> [Work instructions]:
All of the entries are to be written out again verbatim.

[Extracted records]

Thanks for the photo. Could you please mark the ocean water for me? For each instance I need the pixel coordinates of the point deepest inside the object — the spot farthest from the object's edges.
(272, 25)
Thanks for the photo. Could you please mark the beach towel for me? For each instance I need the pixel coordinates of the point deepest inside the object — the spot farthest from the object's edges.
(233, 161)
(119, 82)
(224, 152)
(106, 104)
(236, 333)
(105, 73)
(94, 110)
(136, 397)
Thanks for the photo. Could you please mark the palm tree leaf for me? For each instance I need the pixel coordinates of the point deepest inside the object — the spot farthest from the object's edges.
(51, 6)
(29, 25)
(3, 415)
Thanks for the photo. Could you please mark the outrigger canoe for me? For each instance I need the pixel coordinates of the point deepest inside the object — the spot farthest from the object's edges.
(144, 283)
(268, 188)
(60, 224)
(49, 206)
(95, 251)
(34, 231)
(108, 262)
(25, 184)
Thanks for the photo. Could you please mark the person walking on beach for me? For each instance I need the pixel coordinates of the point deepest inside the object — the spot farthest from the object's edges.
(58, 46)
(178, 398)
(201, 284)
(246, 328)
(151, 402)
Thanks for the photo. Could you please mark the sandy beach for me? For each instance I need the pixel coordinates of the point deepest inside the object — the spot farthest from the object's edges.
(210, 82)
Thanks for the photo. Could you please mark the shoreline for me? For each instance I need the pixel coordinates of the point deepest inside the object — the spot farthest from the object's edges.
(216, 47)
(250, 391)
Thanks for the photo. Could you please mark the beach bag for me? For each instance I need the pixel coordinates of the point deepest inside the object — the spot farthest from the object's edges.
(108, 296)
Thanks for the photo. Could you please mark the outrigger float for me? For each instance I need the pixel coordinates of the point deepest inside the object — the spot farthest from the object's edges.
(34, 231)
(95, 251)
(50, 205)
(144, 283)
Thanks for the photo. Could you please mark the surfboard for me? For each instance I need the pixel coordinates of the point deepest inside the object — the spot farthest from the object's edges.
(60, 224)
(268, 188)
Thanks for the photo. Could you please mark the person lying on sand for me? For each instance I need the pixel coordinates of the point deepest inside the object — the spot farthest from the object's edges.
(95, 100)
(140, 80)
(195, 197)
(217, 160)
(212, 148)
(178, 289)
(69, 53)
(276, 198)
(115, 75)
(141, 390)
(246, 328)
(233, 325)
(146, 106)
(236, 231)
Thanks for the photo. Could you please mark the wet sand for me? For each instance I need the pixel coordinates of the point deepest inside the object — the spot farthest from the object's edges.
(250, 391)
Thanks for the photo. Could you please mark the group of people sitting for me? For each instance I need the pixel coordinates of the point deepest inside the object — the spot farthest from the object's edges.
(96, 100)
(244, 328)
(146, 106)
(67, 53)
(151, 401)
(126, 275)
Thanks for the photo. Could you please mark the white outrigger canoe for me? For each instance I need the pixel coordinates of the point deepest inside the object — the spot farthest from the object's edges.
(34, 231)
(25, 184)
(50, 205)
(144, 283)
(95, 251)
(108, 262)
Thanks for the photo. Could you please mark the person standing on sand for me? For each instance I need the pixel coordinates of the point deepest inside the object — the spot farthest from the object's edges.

> [The answer]:
Thanks for the photo. Could you please mark the ocean water for me? For each instance I need the pixel coordinates of the point deepest inside the object — the spot farthest from the object's edges.
(272, 25)
Thanks for the photo. Could you please mark the beach towel for me? For each instance I need the pixel coordinates of the point deepest inside the object — the spot farthest from the object's edges.
(233, 161)
(119, 82)
(224, 152)
(106, 104)
(236, 333)
(105, 73)
(94, 110)
(136, 397)
Thanks for the photo. Could you please mark the palm tree leaf for me? For each instance I need the pixel coordinates of the point deepest inside the object — the spot farthest from the object's edges.
(51, 6)
(29, 25)
(3, 415)
Thanks for the photo. Could you please mark the outrigger canoe for me? For each instance I need the pixel coordinates of the point deepest inside the object — the spot farthest from the object's edges.
(144, 283)
(268, 188)
(60, 224)
(49, 206)
(95, 251)
(34, 231)
(108, 262)
(25, 184)
Thanks for the photo. Could you please mark the person walking on beach for me? For each instance I need the pixel coordinates of the point deepest inside the object — the spot farthest from the object's edges.
(58, 46)
(178, 398)
(201, 284)
(246, 328)
(151, 402)
Thanks for the photo. Could you please mark the sandy beach for me? For each instance I need the pixel coordinates of the point deepest inside the object — the spot farthest from the object's edges.
(210, 82)
Thanks for the photo. Could you please mark the shoreline for me? For each instance I need the pixel coordinates of the point deepest inside the object — the spot farthest from the object's edges.
(216, 47)
(250, 391)
Thanks for the photo. Could you please mark the beach bag for me? For each instance I need the pixel coordinates of the point deepest inside the object — the spot farthest from the object's edges.
(108, 296)
Thanks for the photo. Could you please mark the outrigger float for me? For each instance I need the pixel coordinates of the point deepest inside the object — the spot farthest from the object's edges.
(34, 231)
(95, 251)
(50, 205)
(144, 283)
Thanks for the photo. Could you please mark the surfboard for me? For each instance I need the pixel coordinates of the point deepest inside the object — the spot farthest from the object's edges.
(60, 224)
(268, 188)
Thanks for the photo. Could you please mark the person lying on sand for me? For each instance I need the pixel coordinates of the point deepest inside the object — the spot farthest from the object's edges.
(95, 100)
(140, 80)
(195, 197)
(217, 160)
(212, 148)
(178, 289)
(69, 53)
(276, 198)
(115, 75)
(141, 390)
(246, 328)
(233, 325)
(146, 106)
(236, 231)
Thanks for the photo. Could you please mark the wet sand for me? For each instance I need the pixel coordinates of the point deepest inside the object — the spot farthest from the object's edges.
(250, 391)
Thanks for the photo. Could you please mark the group of people sitting for me? For each instance I need the pixel coordinates of the point deepest inside the object — the spot farthest from the object's edges.
(96, 100)
(244, 328)
(146, 106)
(67, 53)
(151, 401)
(126, 275)
Thanks for the photo. Could you please mark the white outrigger canoe for me? For each instance I need the pixel coordinates of the point deepest inside the object — the spot farthest from the object's edges.
(34, 231)
(25, 184)
(50, 205)
(144, 283)
(95, 251)
(108, 262)
Thanks for the photo. Could you please mark the person standing on sand for me? For each instance I need the pixel coordinates of the point deepest inside the object — the spot farthest from the object's edges.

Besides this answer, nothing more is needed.